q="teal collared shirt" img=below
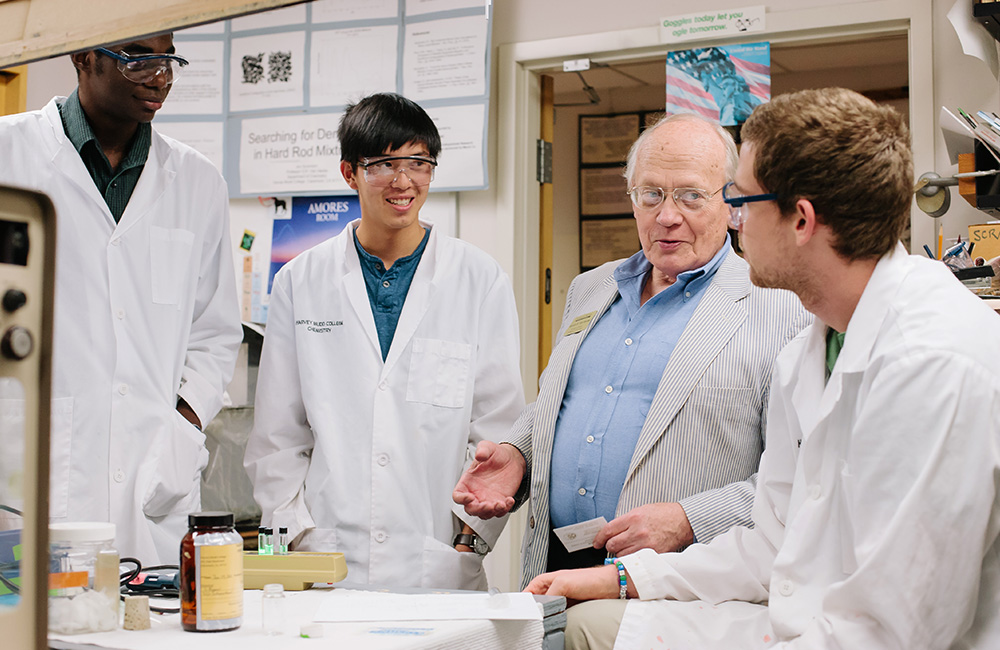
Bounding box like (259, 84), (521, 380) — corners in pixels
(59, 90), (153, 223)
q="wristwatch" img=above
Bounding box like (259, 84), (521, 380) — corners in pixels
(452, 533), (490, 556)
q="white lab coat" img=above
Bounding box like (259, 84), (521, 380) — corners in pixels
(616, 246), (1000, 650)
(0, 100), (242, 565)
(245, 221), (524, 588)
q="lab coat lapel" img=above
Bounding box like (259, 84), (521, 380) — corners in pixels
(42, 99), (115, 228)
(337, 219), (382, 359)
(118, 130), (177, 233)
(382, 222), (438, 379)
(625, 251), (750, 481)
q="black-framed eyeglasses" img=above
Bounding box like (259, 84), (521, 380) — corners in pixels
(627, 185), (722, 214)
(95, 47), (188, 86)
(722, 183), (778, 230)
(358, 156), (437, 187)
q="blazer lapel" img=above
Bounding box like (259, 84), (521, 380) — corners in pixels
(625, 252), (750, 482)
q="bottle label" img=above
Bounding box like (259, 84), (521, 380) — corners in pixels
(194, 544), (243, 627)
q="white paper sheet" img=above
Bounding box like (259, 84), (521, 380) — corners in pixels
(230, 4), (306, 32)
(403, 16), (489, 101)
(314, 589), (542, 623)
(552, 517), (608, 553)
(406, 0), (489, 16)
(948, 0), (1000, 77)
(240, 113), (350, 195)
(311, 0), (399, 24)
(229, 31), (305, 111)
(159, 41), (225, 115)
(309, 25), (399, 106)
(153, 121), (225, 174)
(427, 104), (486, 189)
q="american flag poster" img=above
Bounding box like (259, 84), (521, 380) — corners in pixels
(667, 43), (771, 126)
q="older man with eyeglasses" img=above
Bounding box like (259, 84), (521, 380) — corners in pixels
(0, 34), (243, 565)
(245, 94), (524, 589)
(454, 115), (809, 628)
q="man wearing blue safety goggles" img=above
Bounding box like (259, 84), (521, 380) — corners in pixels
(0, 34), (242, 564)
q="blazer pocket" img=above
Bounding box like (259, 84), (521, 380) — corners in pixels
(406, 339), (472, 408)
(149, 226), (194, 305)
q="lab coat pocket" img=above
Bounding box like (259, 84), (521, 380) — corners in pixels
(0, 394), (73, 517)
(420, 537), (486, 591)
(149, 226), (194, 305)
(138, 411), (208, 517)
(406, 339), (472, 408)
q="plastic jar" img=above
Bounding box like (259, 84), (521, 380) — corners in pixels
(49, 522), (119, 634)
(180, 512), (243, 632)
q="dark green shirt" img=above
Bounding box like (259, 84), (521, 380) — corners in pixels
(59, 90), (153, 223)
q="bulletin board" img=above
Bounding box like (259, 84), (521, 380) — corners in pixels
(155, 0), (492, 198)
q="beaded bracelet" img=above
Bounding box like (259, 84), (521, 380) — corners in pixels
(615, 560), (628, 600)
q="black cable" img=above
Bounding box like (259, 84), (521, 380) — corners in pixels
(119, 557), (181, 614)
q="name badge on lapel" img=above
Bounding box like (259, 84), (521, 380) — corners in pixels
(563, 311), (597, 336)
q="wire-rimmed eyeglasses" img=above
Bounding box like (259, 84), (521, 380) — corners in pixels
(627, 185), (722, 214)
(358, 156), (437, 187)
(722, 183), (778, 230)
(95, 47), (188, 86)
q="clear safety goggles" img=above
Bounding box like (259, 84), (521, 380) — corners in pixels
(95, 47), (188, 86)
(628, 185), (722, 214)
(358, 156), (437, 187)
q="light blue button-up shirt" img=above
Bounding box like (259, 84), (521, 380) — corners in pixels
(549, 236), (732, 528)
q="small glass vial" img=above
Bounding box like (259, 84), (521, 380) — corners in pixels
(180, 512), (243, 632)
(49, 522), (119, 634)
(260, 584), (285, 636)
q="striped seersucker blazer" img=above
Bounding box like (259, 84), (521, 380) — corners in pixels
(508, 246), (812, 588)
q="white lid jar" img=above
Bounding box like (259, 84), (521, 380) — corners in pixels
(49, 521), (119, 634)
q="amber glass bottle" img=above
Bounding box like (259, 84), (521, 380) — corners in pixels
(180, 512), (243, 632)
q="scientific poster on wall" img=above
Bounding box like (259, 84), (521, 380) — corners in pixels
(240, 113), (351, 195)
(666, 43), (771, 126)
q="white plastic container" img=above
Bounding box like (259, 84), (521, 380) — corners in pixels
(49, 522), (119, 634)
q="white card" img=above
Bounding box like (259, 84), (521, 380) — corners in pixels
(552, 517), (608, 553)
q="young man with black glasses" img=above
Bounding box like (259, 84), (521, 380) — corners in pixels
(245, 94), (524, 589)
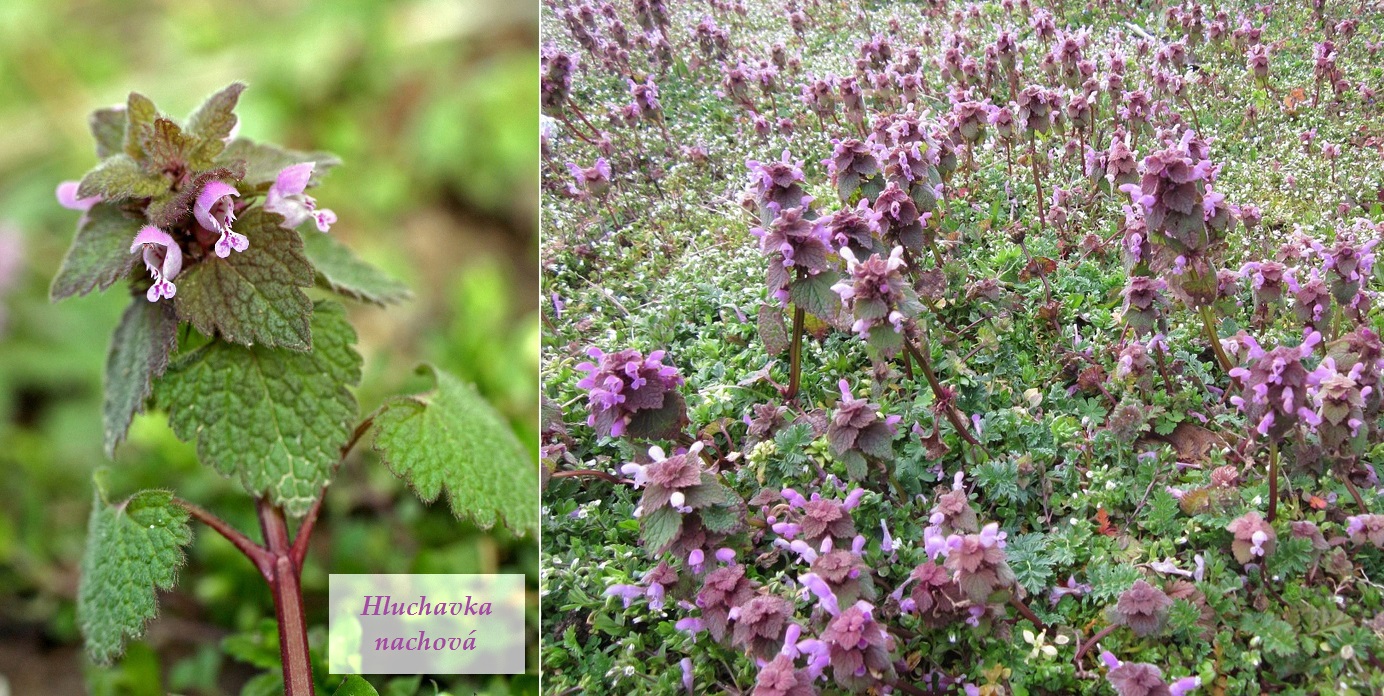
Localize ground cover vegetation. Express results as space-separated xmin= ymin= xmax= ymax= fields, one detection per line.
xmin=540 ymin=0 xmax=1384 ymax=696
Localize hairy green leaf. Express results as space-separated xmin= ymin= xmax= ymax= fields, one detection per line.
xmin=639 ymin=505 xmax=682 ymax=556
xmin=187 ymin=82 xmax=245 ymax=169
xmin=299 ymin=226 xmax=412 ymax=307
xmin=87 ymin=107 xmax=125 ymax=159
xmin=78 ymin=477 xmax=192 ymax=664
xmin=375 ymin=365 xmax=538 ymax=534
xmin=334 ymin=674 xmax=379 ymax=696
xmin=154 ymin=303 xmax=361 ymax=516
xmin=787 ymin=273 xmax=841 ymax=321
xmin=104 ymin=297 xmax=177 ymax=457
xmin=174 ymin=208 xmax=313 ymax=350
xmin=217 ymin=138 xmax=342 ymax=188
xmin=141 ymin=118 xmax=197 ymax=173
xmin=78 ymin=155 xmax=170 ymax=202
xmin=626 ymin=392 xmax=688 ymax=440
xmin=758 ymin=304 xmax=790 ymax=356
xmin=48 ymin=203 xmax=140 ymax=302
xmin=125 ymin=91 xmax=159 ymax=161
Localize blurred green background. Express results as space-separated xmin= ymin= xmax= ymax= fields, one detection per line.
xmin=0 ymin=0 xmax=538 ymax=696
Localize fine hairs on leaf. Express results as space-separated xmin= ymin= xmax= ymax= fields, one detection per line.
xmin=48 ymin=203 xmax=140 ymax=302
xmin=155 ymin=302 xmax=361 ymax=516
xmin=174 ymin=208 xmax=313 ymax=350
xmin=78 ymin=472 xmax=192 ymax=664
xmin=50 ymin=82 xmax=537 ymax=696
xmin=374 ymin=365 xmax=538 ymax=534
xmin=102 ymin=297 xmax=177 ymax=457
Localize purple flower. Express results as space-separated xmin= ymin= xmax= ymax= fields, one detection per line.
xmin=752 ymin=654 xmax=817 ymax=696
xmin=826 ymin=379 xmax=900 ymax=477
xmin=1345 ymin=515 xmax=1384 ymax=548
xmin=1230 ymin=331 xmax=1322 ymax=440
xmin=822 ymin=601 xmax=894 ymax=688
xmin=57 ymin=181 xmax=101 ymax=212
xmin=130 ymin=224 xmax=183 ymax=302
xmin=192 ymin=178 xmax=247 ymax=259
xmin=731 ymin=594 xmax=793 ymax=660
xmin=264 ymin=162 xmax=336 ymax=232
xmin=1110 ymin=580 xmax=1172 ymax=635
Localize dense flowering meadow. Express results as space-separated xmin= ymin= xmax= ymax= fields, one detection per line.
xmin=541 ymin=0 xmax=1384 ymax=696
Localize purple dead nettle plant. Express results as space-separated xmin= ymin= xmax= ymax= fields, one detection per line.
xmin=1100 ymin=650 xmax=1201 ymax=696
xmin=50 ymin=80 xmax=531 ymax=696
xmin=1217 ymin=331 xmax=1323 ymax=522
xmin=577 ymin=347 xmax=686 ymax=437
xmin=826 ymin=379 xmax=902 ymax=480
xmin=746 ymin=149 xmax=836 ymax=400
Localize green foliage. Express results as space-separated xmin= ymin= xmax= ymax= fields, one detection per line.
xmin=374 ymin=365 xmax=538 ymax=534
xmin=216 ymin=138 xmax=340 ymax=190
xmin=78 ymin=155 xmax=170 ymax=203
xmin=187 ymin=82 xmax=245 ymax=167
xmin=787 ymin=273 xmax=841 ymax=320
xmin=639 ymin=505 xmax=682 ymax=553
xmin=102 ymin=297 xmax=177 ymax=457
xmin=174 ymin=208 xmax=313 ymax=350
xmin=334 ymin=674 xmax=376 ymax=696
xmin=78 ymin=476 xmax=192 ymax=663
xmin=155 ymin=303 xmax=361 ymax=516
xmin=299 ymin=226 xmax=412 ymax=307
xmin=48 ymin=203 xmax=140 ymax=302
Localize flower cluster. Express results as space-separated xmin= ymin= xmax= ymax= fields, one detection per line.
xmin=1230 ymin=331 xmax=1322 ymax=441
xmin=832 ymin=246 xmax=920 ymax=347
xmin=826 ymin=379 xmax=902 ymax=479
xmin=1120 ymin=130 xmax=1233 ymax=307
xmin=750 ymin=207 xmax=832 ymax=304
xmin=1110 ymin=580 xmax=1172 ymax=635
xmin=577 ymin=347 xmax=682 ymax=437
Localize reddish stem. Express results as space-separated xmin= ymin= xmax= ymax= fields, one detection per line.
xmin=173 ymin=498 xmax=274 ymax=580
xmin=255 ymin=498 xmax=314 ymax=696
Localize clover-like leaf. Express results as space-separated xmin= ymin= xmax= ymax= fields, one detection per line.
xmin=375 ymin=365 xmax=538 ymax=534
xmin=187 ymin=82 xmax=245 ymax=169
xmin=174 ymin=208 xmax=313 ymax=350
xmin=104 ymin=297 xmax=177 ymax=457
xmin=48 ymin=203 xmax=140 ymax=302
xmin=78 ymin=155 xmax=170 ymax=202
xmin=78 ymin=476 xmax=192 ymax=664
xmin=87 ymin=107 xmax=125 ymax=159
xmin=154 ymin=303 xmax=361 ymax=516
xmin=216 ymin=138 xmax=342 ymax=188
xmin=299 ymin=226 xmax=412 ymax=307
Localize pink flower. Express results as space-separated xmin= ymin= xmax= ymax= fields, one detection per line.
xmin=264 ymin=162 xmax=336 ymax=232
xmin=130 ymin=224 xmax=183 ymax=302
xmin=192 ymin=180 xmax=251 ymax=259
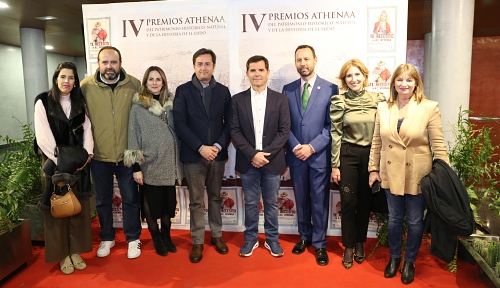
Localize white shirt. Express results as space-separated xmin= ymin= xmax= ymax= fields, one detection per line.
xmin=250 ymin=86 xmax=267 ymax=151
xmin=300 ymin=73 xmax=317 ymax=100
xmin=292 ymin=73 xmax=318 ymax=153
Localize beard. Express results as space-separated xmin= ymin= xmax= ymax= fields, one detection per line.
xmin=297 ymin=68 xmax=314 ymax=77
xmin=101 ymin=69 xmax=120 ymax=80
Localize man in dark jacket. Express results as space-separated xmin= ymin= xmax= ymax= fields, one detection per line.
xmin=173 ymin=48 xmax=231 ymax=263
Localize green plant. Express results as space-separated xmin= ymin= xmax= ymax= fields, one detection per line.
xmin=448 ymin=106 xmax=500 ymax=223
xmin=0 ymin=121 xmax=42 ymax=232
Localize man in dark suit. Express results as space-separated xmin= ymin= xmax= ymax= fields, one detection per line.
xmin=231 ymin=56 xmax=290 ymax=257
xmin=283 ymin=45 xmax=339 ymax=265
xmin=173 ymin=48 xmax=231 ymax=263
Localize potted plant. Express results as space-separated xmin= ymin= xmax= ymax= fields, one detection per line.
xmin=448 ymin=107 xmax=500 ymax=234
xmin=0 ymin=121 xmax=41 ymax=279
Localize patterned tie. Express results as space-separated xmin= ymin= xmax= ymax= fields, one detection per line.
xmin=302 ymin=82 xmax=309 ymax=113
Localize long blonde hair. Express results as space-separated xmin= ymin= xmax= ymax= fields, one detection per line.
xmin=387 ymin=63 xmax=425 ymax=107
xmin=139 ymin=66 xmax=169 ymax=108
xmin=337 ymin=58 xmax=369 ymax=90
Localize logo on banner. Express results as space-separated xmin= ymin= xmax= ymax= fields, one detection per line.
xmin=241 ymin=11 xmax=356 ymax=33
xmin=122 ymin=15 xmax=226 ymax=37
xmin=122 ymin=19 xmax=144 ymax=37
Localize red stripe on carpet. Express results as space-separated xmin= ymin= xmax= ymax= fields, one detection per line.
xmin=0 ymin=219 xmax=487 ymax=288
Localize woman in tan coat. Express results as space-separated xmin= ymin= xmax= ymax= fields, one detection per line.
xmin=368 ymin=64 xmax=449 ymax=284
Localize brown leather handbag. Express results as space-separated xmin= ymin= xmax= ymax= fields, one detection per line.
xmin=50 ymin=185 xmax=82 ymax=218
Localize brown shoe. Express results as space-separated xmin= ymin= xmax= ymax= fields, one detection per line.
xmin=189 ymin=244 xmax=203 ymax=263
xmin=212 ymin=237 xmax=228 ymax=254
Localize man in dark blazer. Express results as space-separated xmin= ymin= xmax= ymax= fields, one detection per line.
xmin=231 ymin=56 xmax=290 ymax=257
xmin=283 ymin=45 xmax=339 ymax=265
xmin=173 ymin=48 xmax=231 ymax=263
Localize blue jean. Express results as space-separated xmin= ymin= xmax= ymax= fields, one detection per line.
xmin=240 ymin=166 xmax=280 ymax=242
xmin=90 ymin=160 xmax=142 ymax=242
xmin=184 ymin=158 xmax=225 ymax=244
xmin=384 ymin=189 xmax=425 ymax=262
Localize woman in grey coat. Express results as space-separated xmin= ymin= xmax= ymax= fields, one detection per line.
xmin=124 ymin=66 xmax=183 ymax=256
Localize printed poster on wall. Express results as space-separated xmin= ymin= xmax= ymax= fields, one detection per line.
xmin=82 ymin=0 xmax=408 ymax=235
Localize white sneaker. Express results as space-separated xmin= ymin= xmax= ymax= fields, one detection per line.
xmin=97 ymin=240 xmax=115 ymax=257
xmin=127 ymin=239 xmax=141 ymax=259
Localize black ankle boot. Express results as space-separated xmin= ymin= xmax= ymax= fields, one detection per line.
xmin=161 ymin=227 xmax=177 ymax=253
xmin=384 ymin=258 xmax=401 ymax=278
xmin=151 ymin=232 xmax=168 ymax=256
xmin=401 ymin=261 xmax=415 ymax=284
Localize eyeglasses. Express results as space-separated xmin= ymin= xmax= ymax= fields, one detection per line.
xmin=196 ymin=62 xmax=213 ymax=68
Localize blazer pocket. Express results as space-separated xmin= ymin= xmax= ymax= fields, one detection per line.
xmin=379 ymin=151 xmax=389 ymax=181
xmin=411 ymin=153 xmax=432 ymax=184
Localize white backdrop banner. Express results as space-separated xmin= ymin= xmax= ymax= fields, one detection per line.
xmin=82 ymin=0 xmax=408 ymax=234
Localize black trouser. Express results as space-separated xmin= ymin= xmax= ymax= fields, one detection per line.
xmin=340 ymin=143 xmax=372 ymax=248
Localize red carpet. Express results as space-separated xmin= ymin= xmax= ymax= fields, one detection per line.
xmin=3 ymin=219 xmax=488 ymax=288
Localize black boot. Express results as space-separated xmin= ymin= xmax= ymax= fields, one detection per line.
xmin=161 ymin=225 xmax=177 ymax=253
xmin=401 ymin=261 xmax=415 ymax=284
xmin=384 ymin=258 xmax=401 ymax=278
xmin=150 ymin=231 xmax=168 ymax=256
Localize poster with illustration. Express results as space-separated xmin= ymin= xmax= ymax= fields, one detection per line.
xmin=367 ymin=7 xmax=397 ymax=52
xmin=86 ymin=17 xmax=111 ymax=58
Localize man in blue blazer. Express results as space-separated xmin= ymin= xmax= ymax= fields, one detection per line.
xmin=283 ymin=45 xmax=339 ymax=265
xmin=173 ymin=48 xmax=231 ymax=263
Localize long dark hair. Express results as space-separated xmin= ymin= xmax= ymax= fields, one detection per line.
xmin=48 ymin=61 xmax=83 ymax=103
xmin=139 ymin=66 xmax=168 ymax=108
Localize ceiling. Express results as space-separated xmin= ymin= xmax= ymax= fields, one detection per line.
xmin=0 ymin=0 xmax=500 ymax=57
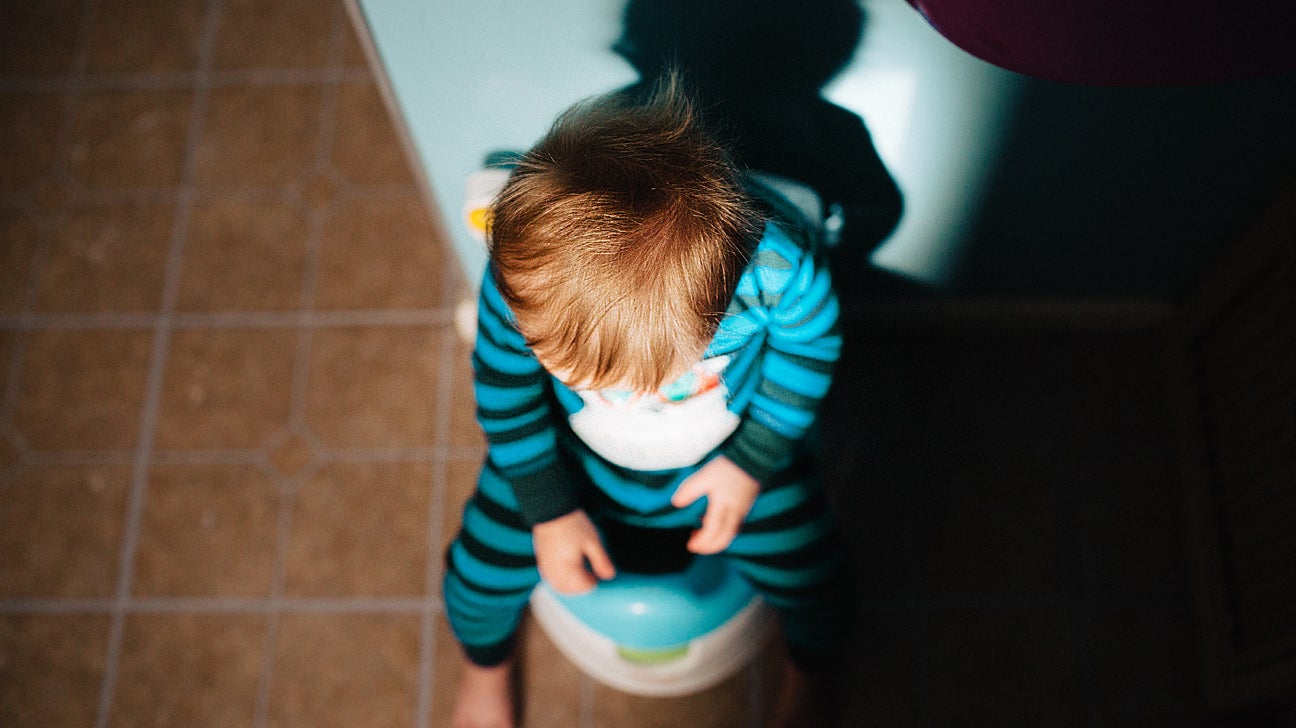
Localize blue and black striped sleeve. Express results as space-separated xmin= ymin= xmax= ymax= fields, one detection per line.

# [Exercise requirements]
Reproduce, word for word, the lines in the entries above from the one containing "Localize potted plant." through the one containing "xmin=0 ymin=219 xmax=487 ymax=288", including both of those lines.

# [The response]
Localize potted plant. Express results as space-separated xmin= ymin= xmax= ymax= fields, one detection per line.
xmin=448 ymin=107 xmax=500 ymax=234
xmin=0 ymin=121 xmax=41 ymax=279
Localize patterned tie. Express results as space-separated xmin= ymin= xmax= ymax= fields, one detection per line.
xmin=302 ymin=82 xmax=309 ymax=113
Localize long blonde hair. Express results as space-separated xmin= ymin= xmax= ymax= fields, one detection per line.
xmin=387 ymin=63 xmax=425 ymax=107
xmin=139 ymin=66 xmax=169 ymax=108
xmin=337 ymin=58 xmax=369 ymax=90
Localize logo on banner. Express results as space-separated xmin= ymin= xmax= ymax= fields, one detection per line.
xmin=241 ymin=11 xmax=356 ymax=33
xmin=122 ymin=15 xmax=226 ymax=37
xmin=122 ymin=19 xmax=144 ymax=37
Localize red stripe on carpet. Express results as space-separated xmin= ymin= xmax= ymax= fields, one detection per line.
xmin=0 ymin=219 xmax=487 ymax=288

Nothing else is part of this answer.